(Dataset items)
----

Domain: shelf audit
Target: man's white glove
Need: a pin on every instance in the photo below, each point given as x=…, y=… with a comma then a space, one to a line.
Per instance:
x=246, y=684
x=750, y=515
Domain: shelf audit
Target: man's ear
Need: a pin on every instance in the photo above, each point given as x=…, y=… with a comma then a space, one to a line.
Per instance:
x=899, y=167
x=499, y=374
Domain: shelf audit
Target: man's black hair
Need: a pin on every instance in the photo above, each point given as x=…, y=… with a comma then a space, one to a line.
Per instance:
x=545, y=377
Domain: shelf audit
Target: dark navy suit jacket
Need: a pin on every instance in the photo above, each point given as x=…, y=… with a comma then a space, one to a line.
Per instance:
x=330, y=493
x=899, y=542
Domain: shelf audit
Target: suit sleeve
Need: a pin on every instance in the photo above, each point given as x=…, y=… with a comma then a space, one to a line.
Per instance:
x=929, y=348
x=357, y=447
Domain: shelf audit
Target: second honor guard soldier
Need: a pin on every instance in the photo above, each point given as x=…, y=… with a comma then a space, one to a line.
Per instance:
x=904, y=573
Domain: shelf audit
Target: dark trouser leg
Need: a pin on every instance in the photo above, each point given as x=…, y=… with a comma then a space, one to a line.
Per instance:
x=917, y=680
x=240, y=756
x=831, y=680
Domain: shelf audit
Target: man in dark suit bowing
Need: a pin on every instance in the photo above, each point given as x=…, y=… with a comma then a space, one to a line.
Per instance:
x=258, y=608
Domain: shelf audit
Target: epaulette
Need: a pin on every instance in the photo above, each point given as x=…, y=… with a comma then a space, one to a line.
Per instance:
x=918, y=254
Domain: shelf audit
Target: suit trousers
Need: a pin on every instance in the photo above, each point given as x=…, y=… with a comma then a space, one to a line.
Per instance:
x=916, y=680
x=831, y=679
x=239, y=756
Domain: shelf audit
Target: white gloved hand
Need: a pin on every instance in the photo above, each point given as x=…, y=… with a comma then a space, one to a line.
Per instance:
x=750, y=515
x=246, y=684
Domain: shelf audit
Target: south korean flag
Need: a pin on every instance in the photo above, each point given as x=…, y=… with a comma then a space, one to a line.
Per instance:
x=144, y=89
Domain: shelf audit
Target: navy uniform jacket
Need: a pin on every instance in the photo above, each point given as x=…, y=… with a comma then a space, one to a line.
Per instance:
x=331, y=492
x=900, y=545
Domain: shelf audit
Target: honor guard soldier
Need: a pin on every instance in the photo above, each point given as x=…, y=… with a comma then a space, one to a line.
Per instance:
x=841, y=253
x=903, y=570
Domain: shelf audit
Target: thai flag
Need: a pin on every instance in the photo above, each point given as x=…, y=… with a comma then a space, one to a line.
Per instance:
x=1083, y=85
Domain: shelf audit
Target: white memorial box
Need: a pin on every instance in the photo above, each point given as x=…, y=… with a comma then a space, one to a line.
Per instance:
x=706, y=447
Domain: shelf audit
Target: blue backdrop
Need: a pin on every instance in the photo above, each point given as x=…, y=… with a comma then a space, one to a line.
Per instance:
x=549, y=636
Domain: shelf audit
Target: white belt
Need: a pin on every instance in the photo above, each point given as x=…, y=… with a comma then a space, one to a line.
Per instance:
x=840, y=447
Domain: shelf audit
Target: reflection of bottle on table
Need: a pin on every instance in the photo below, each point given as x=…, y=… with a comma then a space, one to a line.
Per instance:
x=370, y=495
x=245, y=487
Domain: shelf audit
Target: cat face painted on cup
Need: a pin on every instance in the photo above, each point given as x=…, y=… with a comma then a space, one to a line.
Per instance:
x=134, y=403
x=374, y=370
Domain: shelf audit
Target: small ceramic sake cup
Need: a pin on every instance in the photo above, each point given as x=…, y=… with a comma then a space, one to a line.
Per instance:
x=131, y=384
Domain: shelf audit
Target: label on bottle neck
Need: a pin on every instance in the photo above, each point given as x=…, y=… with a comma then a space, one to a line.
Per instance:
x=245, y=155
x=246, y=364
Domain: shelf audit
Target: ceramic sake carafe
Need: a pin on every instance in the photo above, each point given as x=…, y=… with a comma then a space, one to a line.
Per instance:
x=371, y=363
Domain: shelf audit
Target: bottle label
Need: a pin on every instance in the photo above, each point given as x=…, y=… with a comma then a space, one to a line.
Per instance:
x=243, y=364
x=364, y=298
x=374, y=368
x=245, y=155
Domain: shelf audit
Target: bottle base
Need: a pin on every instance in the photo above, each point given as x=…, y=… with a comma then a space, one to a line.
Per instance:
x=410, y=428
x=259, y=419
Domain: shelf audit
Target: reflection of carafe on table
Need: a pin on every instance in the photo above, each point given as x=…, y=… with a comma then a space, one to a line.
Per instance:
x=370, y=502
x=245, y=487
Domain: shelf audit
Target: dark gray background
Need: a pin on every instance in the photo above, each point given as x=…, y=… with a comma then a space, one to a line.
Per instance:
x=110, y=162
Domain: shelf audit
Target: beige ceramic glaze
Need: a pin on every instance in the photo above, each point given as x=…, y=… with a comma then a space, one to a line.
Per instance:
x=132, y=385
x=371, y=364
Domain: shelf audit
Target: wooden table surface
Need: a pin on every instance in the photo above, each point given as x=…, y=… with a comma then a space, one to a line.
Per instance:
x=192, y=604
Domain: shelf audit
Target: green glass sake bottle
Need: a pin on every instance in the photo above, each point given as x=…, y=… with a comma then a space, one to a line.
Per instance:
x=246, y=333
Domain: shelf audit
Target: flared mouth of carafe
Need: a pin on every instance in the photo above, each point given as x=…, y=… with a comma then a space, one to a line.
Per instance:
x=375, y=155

----

_EXERCISE OBJECTIVE_. Only lines containing "ceramic" belong in the answer; copy every such line from the records.

_EXPECTED OUTPUT_.
Target: small ceramic sake cup
Target: ceramic sake carafe
Target: beige ceramic glaze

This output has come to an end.